[Excerpted records — start]

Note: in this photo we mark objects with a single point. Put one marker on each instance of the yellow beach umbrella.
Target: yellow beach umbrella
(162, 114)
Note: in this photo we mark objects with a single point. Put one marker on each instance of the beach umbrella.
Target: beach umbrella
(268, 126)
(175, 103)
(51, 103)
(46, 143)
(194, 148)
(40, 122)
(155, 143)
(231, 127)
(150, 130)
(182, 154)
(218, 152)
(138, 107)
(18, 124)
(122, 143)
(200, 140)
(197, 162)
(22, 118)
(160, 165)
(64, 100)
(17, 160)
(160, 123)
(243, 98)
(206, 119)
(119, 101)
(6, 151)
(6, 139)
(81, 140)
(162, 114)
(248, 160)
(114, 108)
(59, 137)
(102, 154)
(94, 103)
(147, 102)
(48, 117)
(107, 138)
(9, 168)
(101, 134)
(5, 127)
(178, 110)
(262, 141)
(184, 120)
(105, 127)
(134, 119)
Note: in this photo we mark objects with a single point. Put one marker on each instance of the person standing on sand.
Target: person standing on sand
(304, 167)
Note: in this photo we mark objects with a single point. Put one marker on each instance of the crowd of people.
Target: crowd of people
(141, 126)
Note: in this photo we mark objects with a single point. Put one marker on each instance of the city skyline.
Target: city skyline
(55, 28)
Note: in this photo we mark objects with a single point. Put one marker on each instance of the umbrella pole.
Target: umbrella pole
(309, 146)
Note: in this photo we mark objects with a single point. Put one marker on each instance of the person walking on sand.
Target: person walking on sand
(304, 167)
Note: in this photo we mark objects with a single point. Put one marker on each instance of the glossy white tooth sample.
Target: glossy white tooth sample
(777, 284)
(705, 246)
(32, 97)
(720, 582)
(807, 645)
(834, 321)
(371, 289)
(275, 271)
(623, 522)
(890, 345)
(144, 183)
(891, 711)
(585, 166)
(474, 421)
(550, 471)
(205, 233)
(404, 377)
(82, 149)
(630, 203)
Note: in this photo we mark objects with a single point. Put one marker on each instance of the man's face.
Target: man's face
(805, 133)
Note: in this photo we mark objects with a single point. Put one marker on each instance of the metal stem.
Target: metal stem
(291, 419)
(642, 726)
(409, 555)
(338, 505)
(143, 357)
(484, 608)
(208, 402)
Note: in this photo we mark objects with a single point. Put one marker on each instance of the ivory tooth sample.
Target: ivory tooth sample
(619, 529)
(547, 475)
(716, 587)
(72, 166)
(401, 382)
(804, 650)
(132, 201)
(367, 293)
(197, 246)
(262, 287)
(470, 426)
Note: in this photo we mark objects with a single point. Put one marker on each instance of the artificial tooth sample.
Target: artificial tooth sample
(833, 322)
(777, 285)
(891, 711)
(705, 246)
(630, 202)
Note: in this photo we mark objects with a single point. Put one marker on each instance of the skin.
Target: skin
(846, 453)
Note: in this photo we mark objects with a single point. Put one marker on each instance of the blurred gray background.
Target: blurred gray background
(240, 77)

[Excerpted records — finish]

**Your objective**
Each entry above must be repeated exactly, with nothing dropped.

**Solution to the exercise**
Note: in this photo we mark objects with a single point. Put one marker on each instance of the yellow beach umbrella.
Target: yellow beach umbrella
(162, 114)
Note: in this photo we mark objects with a single point. Put one marker on each instance of the beach umbrella.
Target: beach umbrella
(268, 126)
(175, 103)
(51, 103)
(46, 143)
(194, 148)
(40, 122)
(155, 143)
(231, 127)
(150, 130)
(182, 154)
(218, 152)
(138, 107)
(18, 124)
(122, 143)
(200, 140)
(197, 162)
(22, 118)
(160, 165)
(64, 100)
(17, 160)
(160, 123)
(243, 98)
(206, 119)
(119, 101)
(6, 151)
(6, 139)
(81, 140)
(162, 114)
(248, 160)
(114, 108)
(59, 137)
(102, 154)
(94, 103)
(147, 102)
(48, 117)
(107, 138)
(9, 168)
(101, 134)
(5, 127)
(178, 110)
(262, 141)
(184, 120)
(105, 127)
(134, 119)
Note: in this photo we mark objects with a single point. Put one marker on each instance of the person standing on sand.
Target: person standing on sand
(304, 167)
Note: in this photo we mark objects with a single point. Put one marker on each instance of the crowd of people.
Target: crowd of people
(141, 126)
Note: in this photo we mark objects with a single point. Put one marker on each instance of the city skyline.
Target: city skyline
(55, 28)
Note: in this photo we mark objects with a single point. Put one marker on each instance of the umbrella pole.
Target: umbrella pole
(309, 146)
Note: in this photo we mark objects with a single point. Put one marker on each instance of the person walking on sand.
Target: person walking on sand
(304, 167)
Note: in this photo we mark objects with a single point. Put one marker on each instance of the glossy white tooth sample.
Target: glossy white tooth sample
(777, 284)
(705, 246)
(32, 97)
(720, 582)
(807, 645)
(834, 321)
(371, 289)
(275, 271)
(623, 522)
(890, 345)
(144, 183)
(891, 711)
(585, 166)
(474, 421)
(550, 471)
(205, 233)
(404, 377)
(82, 149)
(630, 203)
Note: in this photo we mark objects with a single point. Put one marker on each instance of the man's face.
Target: man's face
(805, 133)
Note: in this photo we mark objects with a single point. Put one marker on each instance of the metal stem.
Target: metal stem
(291, 419)
(642, 726)
(409, 555)
(338, 505)
(143, 357)
(484, 608)
(208, 402)
Note: in this photo we mark objects with a single point. Put one marker on each instance of the ivory tooth sample.
Target: ivory tooth sample
(619, 529)
(547, 475)
(716, 587)
(72, 166)
(401, 382)
(804, 650)
(132, 201)
(367, 293)
(197, 246)
(262, 287)
(470, 426)
Note: in this photo we mark objects with a single point. Put one marker on each instance of the artificial tooth sample.
Target: artificial tooth sample
(833, 322)
(777, 285)
(891, 711)
(705, 246)
(630, 202)
Note: in this photo we mark objects with a single point. Put one marker on each instance of the skin.
Target: skin
(846, 453)
Note: in this photo we mark objects with a single point. Put one marker on each instance of the blurred gray background.
Target: blurred gray background
(240, 77)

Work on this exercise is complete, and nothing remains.